-- SOURCE MATERIAL follows --

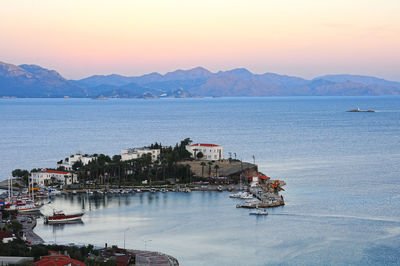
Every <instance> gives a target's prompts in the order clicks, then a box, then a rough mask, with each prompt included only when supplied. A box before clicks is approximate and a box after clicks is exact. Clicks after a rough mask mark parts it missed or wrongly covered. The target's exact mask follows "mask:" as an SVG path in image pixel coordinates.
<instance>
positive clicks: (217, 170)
mask: <svg viewBox="0 0 400 266" xmlns="http://www.w3.org/2000/svg"><path fill="white" fill-rule="evenodd" d="M214 169H215V177H218V169H219V165H218V164H216V165H215V166H214Z"/></svg>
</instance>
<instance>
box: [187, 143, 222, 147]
mask: <svg viewBox="0 0 400 266" xmlns="http://www.w3.org/2000/svg"><path fill="white" fill-rule="evenodd" d="M190 146H192V147H194V146H197V147H219V146H221V145H217V144H208V143H196V144H192V145H190Z"/></svg>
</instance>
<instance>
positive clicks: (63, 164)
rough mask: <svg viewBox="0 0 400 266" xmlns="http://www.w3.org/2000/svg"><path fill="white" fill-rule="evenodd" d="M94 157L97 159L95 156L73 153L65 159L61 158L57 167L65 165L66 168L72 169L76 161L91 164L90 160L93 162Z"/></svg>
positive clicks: (67, 168)
mask: <svg viewBox="0 0 400 266" xmlns="http://www.w3.org/2000/svg"><path fill="white" fill-rule="evenodd" d="M94 159H95V157H92V156H88V155H82V154H81V153H77V154H74V155H71V156H70V157H67V158H65V159H64V160H61V161H60V162H59V163H57V167H64V169H65V170H67V171H71V170H72V166H73V165H74V163H76V162H78V161H81V162H82V164H83V165H87V164H89V162H91V161H92V160H94Z"/></svg>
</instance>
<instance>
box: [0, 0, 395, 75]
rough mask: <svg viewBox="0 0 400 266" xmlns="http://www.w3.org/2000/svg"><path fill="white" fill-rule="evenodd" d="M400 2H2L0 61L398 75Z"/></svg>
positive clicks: (336, 1) (177, 0)
mask: <svg viewBox="0 0 400 266" xmlns="http://www.w3.org/2000/svg"><path fill="white" fill-rule="evenodd" d="M399 14H400V1H399V0H351V1H349V0H335V1H328V0H246V1H244V0H213V1H210V0H181V1H178V0H168V1H166V0H145V1H141V0H113V1H111V0H109V1H106V0H84V1H82V0H79V1H78V0H68V1H61V0H60V1H55V0H17V1H15V0H4V1H1V3H0V36H1V41H0V61H3V62H7V63H12V64H24V63H28V64H38V65H41V66H43V67H46V68H51V69H55V70H57V71H59V72H60V73H61V74H62V75H63V76H64V77H66V78H69V79H80V78H83V77H87V76H90V75H93V74H111V73H117V74H123V75H141V74H145V73H149V72H155V71H156V72H160V73H165V72H168V71H172V70H175V69H189V68H192V67H196V66H203V67H205V68H207V69H209V70H211V71H218V70H228V69H232V68H237V67H245V68H247V69H249V70H250V71H252V72H254V73H264V72H275V73H279V74H287V75H296V76H301V77H304V78H313V77H315V76H318V75H323V74H335V73H349V74H362V75H373V76H378V77H382V78H386V79H391V80H397V81H400V16H399Z"/></svg>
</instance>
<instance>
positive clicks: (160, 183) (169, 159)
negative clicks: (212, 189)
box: [74, 138, 193, 185]
mask: <svg viewBox="0 0 400 266" xmlns="http://www.w3.org/2000/svg"><path fill="white" fill-rule="evenodd" d="M191 142H192V141H191V140H190V138H186V139H184V140H182V141H181V142H180V143H177V144H176V145H175V147H171V146H163V145H161V143H157V142H156V143H154V144H151V145H150V146H148V148H150V149H160V157H159V158H158V159H157V160H154V161H153V160H152V158H151V154H144V155H143V156H142V157H141V158H138V159H133V160H129V161H121V156H120V155H114V156H112V158H110V157H109V156H107V155H104V154H99V155H98V154H94V155H92V156H93V157H96V159H95V160H92V161H91V162H90V163H89V164H88V165H79V166H78V165H75V164H74V166H77V167H76V173H77V174H78V179H79V180H80V182H81V183H85V182H91V181H92V182H95V183H96V184H115V185H141V184H142V182H143V181H145V180H147V181H148V182H149V183H150V185H151V184H155V183H157V184H168V179H170V178H173V179H178V180H179V181H180V182H182V183H187V182H190V180H191V176H192V175H193V173H192V172H191V171H190V166H189V165H181V164H178V162H179V161H182V160H190V159H191V157H190V156H191V154H190V153H189V152H188V151H187V150H186V145H188V144H190V143H191Z"/></svg>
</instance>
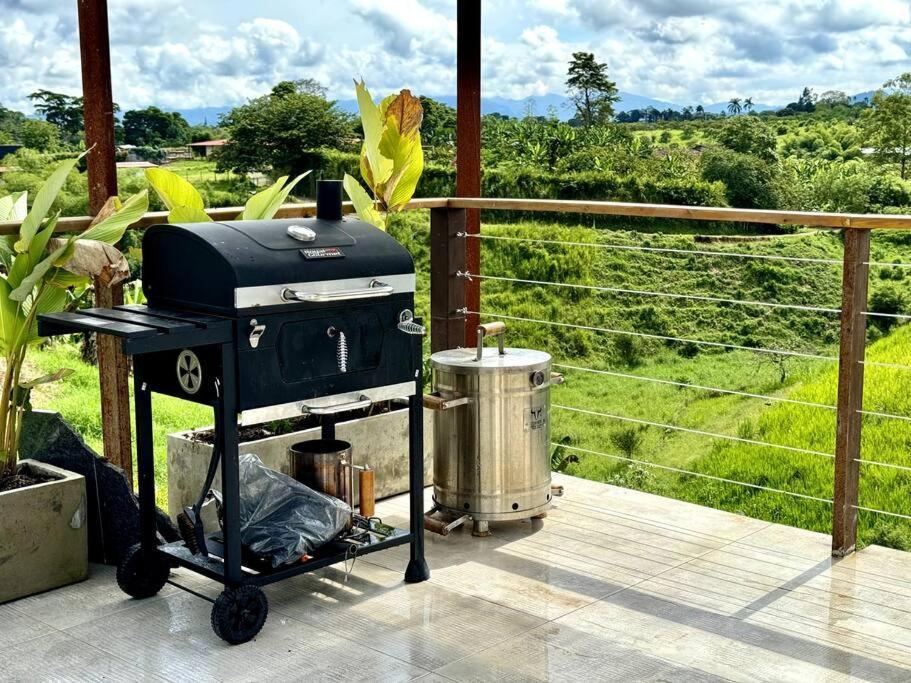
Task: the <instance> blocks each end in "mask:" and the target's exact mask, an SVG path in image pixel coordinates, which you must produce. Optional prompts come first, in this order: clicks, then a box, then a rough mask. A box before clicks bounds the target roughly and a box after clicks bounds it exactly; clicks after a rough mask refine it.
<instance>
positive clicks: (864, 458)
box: [854, 458, 911, 472]
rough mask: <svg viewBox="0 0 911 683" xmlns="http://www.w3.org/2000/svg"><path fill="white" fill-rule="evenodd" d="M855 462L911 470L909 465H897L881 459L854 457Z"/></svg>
mask: <svg viewBox="0 0 911 683" xmlns="http://www.w3.org/2000/svg"><path fill="white" fill-rule="evenodd" d="M854 462H859V463H860V464H861V465H873V466H874V467H886V468H888V469H890V470H899V471H900V472H911V467H908V466H907V465H897V464H895V463H894V462H882V461H881V460H870V459H869V458H854Z"/></svg>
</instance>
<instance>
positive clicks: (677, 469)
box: [551, 442, 832, 505]
mask: <svg viewBox="0 0 911 683" xmlns="http://www.w3.org/2000/svg"><path fill="white" fill-rule="evenodd" d="M551 446H557V447H560V448H566V449H567V450H572V451H578V452H580V453H587V454H589V455H597V456H601V457H604V458H610V459H612V460H619V461H621V462H628V463H634V464H636V465H643V466H645V467H654V468H656V469H659V470H666V471H668V472H676V473H678V474H685V475H689V476H693V477H699V478H701V479H710V480H712V481H720V482H723V483H725V484H734V485H736V486H746V487H747V488H751V489H759V490H760V491H769V492H770V493H781V494H784V495H786V496H794V497H795V498H803V499H805V500H814V501H817V502H819V503H827V504H829V505H831V504H832V500H831V499H829V498H819V497H818V496H811V495H808V494H806V493H796V492H794V491H785V490H784V489H776V488H773V487H771V486H762V485H760V484H750V483H747V482H745V481H737V480H736V479H727V478H725V477H717V476H715V475H712V474H704V473H702V472H694V471H692V470H684V469H681V468H679V467H671V466H670V465H661V464H659V463H656V462H649V461H648V460H637V459H636V458H627V457H626V456H625V455H614V454H612V453H603V452H601V451H593V450H590V449H588V448H580V447H578V446H569V445H567V444H561V443H555V442H551Z"/></svg>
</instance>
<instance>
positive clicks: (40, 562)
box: [0, 460, 89, 603]
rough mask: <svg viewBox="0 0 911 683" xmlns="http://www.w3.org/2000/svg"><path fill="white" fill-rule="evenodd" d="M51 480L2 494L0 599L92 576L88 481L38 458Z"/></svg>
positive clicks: (33, 461)
mask: <svg viewBox="0 0 911 683" xmlns="http://www.w3.org/2000/svg"><path fill="white" fill-rule="evenodd" d="M21 465H22V466H23V467H25V468H28V469H30V470H32V471H33V472H41V473H42V474H46V475H49V476H52V477H54V480H53V481H48V482H45V483H43V484H36V485H34V486H26V487H24V488H21V489H15V490H13V491H6V492H4V493H0V511H2V514H0V603H3V602H7V601H8V600H15V599H16V598H23V597H25V596H26V595H32V594H33V593H40V592H42V591H46V590H50V589H51V588H59V587H60V586H65V585H67V584H70V583H75V582H76V581H82V580H83V579H85V578H86V577H88V569H89V565H88V526H87V524H86V503H85V479H84V478H83V477H82V476H81V475H79V474H73V473H72V472H67V471H66V470H62V469H60V468H59V467H53V466H51V465H45V464H44V463H40V462H37V461H35V460H23V461H21Z"/></svg>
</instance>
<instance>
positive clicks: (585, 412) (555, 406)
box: [552, 403, 835, 458]
mask: <svg viewBox="0 0 911 683" xmlns="http://www.w3.org/2000/svg"><path fill="white" fill-rule="evenodd" d="M552 406H553V407H554V408H558V409H560V410H566V411H568V412H571V413H581V414H584V415H594V416H596V417H606V418H609V419H611V420H617V421H618V422H630V423H632V424H639V425H644V426H646V427H657V428H658V429H667V430H670V431H674V432H685V433H687V434H697V435H699V436H707V437H709V438H712V439H723V440H725V441H736V442H738V443H745V444H749V445H751V446H764V447H766V448H777V449H779V450H783V451H790V452H792V453H802V454H806V455H816V456H820V457H823V458H834V457H835V456H834V455H833V454H831V453H825V452H824V451H814V450H811V449H809V448H798V447H797V446H785V445H782V444H777V443H770V442H768V441H757V440H756V439H747V438H744V437H740V436H732V435H731V434H718V433H717V432H707V431H704V430H702V429H693V428H691V427H681V426H679V425H672V424H664V423H663V422H653V421H651V420H642V419H640V418H636V417H626V416H624V415H614V414H612V413H602V412H600V411H597V410H589V409H587V408H576V407H574V406H564V405H561V404H559V403H553V404H552Z"/></svg>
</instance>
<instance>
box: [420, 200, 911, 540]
mask: <svg viewBox="0 0 911 683" xmlns="http://www.w3.org/2000/svg"><path fill="white" fill-rule="evenodd" d="M485 209H486V210H497V211H522V212H539V211H540V212H551V213H577V214H586V215H607V216H618V217H648V218H662V219H679V220H691V221H692V220H695V221H725V222H735V223H737V222H739V223H764V224H773V225H799V226H804V227H808V228H819V229H844V231H845V237H844V253H843V260H842V268H843V277H842V305H841V311H840V313H839V315H840V345H839V354H838V362H839V372H838V399H837V406H836V410H837V418H836V425H837V427H836V438H835V485H834V491H833V499H832V505H833V515H832V552H833V554H834V555H838V556H842V555H846V554H849V553H851V552H852V551H853V550H854V547H855V544H856V540H857V511H858V491H859V481H860V476H859V474H860V473H859V468H860V462H861V458H860V434H861V426H862V413H861V409H862V401H863V386H864V350H865V342H866V309H867V283H868V277H869V276H868V270H869V268H868V263H869V260H870V231H871V229H874V228H875V229H887V230H911V216H907V215H871V214H840V213H811V212H803V211H765V210H753V209H730V208H720V207H693V206H674V205H657V204H631V203H626V202H595V201H558V200H539V199H468V198H451V199H449V200H448V202H447V203H446V205H445V206H441V207H436V208H432V210H431V219H430V225H431V331H432V339H431V346H432V349H433V350H434V351H437V350H442V349H447V348H453V347H456V346H460V345H466V346H469V345H472V344H473V339H474V328H475V326H476V324H477V317H473V315H472V313H470V312H472V311H475V312H478V311H481V302H480V287H479V284H480V283H479V282H478V281H477V279H475V280H474V281H473V282H472V281H471V280H467V279H466V278H464V277H460V273H462V272H463V271H464V270H465V262H466V260H465V254H466V242H467V241H468V240H465V239H461V238H462V237H464V236H466V235H467V234H468V233H467V232H466V230H467V229H468V228H467V223H466V212H467V211H468V210H485Z"/></svg>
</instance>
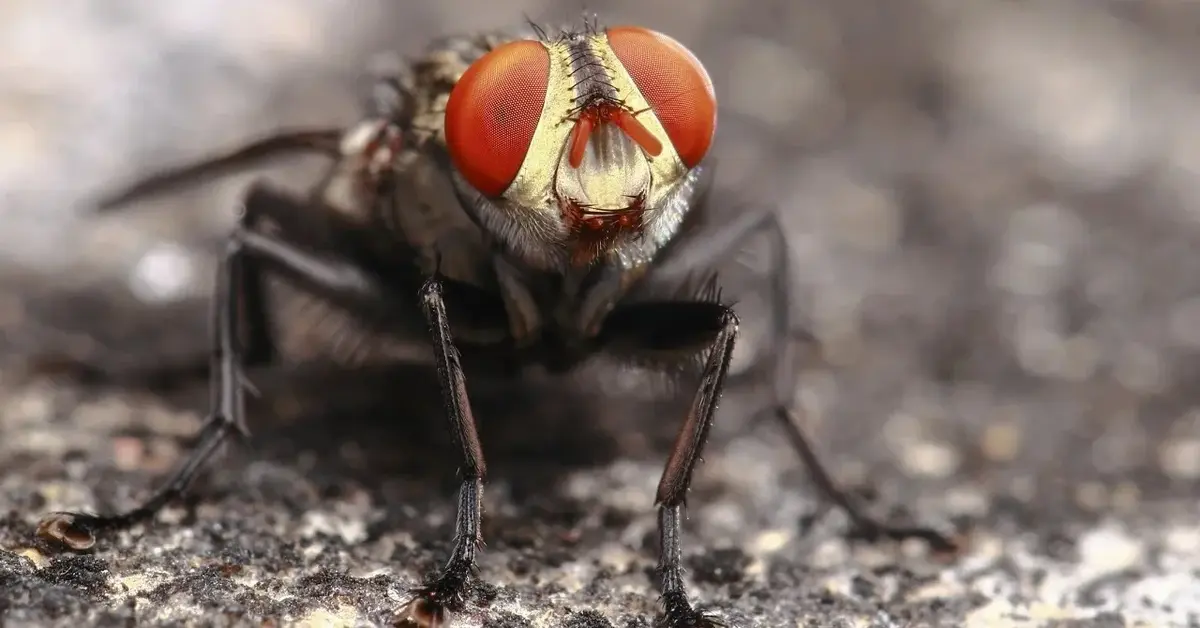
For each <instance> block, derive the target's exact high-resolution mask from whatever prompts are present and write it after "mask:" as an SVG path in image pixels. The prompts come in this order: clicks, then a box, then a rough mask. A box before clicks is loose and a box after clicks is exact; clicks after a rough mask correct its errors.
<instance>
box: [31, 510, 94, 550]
mask: <svg viewBox="0 0 1200 628" xmlns="http://www.w3.org/2000/svg"><path fill="white" fill-rule="evenodd" d="M95 520H96V518H94V516H91V515H84V514H78V513H50V514H48V515H46V516H43V518H42V520H41V521H38V522H37V536H38V537H40V538H43V539H46V540H52V542H56V543H61V544H62V545H66V546H67V548H70V549H72V550H76V551H85V550H90V549H91V548H92V546H94V545H95V544H96V530H95V526H94V525H92V522H95Z"/></svg>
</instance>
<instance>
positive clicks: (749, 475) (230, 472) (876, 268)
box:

-- SOURCE MATERIAL concluded --

An exact copy is needed of the lines from the one containing "box: [31, 510, 94, 550]" through the end of the records.

box: [31, 510, 94, 550]
mask: <svg viewBox="0 0 1200 628" xmlns="http://www.w3.org/2000/svg"><path fill="white" fill-rule="evenodd" d="M95 520H96V518H94V516H91V515H84V514H78V513H50V514H48V515H46V516H43V518H42V520H41V521H38V522H37V536H38V537H40V538H43V539H46V540H52V542H56V543H61V544H62V545H66V546H67V548H70V549H72V550H76V551H85V550H90V549H91V548H92V546H94V545H95V544H96V530H95V526H94V525H92V522H95Z"/></svg>
</instance>
<instance>
positive clicks: (749, 475) (230, 472) (876, 268)
box:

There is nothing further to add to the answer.